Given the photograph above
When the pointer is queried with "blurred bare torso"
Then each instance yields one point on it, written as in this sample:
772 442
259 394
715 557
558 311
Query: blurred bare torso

[EXERCISE PROMPT]:
Reproduce every one of the items above line for line, without changing a single character.

[RESPONSE TO THIS EXERCISE]:
Given the photograph above
When the pointer is queried with "blurred bare torso"
Then each instance yields one point on it, written as in this sample:
772 442
259 394
715 557
558 311
Query: blurred bare torso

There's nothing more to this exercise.